- [Instructions]
1. According to the article on dry toilets in Ghana, why does Ms Anna Aalto consider such facilities crucial? Answer in one to three sentences.
2. Extend the article on dry toilets in Ghana, picking up right after its final sentence.

- [Page text]

Expert advocates dry toilets in Ghana

Public toiletsFinland-based Lahti Region Development (LADEC) Limited on Thursday observed that dry toilets could help address Africa’s sanitation challenges.

Ms Anna Aalto, Project Coordinator of the North- South Local Government Coordination Programme of sister city partnership involving the City of Lahti (Finland), Ho (Ghana) and Bojanala Platinum (South Africa) said such facilities are crucial to eradicate open defecation and its related health challenges.

She made the observation at a day’s capacity building workshop for environmental health officers in Ho, on the prospects of dry toilets.

Dry toilets use natural processes to turn human excreta into manure and with little or no water potential pathogens are killed by a variety of processes, including die-off and predation by other microorganisms.

African Development Bank Group said a third of Africans practice open defecation.

Statistics published by the World Health Organisation (WHO)/United Nations Children’s Fund (UNICEF) in 2012 shows that only 15 per cent representing 3.7 million Ghanaians have access to clean, safe improved toilets in their homes.

Also 58 per cent of the population share toilets with their neighbours or use public toilets and another 4.6 million Ghanaians defecate in the open daily.

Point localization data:

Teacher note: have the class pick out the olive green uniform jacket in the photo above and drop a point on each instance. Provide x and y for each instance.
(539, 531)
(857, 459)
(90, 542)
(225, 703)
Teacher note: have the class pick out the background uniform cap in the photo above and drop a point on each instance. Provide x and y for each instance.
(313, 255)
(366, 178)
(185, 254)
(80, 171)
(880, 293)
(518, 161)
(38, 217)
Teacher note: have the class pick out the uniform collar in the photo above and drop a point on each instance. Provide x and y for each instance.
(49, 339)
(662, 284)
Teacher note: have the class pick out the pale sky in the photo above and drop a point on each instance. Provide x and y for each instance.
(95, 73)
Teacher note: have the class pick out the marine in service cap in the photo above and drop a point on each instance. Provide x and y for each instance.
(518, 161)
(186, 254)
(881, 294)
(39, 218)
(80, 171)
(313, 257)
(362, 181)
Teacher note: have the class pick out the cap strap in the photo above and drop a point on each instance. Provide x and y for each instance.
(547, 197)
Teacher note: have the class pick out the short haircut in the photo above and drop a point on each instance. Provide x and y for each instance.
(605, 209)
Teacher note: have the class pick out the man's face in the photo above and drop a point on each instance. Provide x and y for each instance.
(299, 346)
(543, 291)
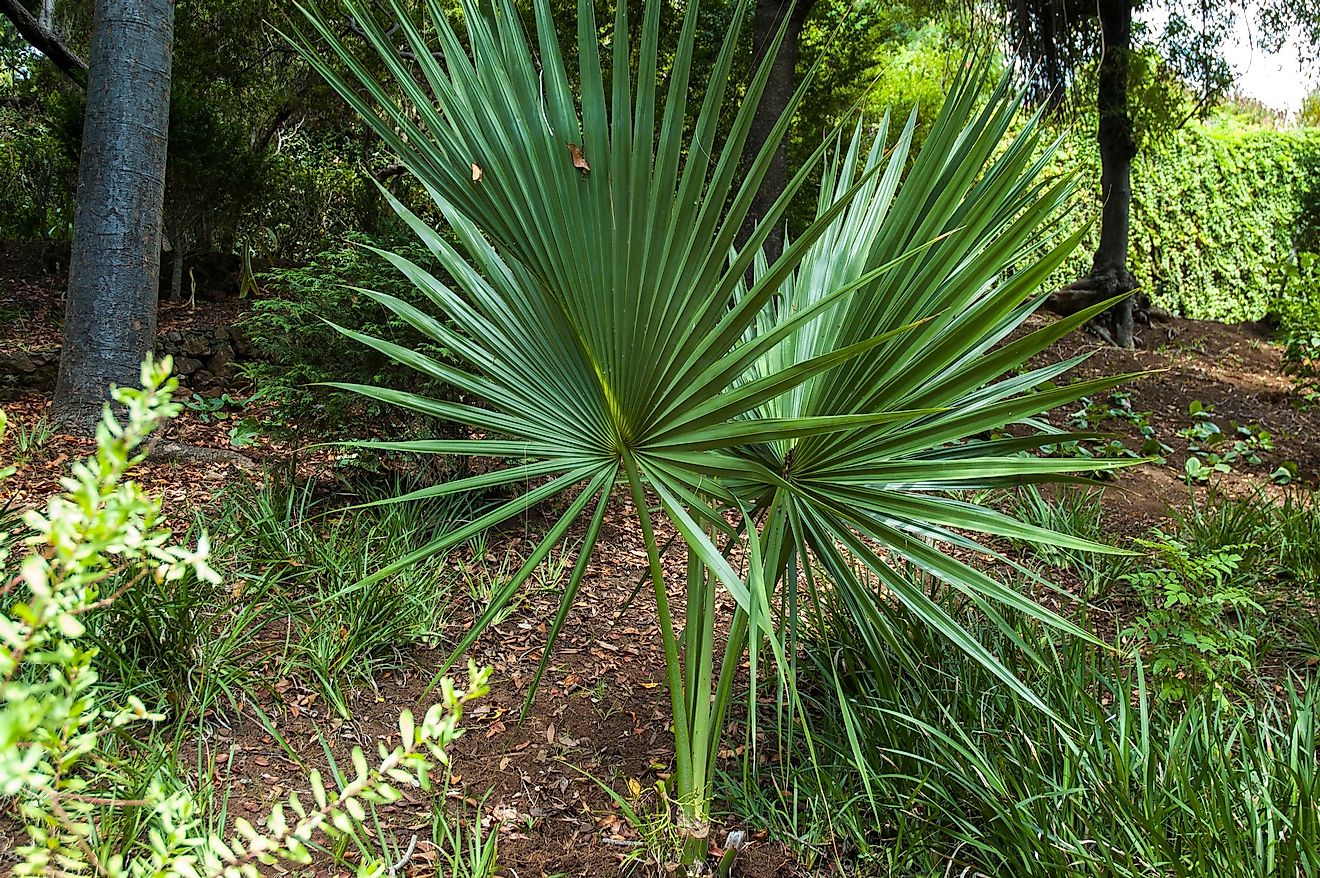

- [Your written answers]
1. She says dry toilets are crucial because they can help eradicate open defecation and the health problems related to it.

2.
This threatens the country’s efforts at achieving the Millennium Development Goal (MDG) related to sanitation.

Ms Aalto described dry toilets as environmentally friendly, ecologically and socially safe and recommended it to African leaders and local governments to improve sanitation on the continent.

She said more than 400,000 summer houses use dry toilets in Finland with many more adopting the concept with improved technologies in urban areas.

Ms Aalto said apart from its cost effectiveness, excreta and urine could be used to enhance agricultural production.

“You don’t need water to flush toilets and you get a lot of nutrients in urine. Faeces are good when used as compost. Compost fertilizer is safe, effective and has no heavy metals,” she noted.

Ms Aalto said proper use of end products of dry toilets could lead to the revolution of the agricultural sector on the Continent.

She said pilot projects across the Continent are doing well and called for the adoption of the concept in Ghana.

Four basic schools in Ho and some communities are piloting the project.

Ho Polytechnic is also applying the manure on some crops and plants on experimental basis.

Some environmental officers who spoke to the Ghana News Agency expressed the  hope that the adoption of the concept would reduce the challenges of dumping sites.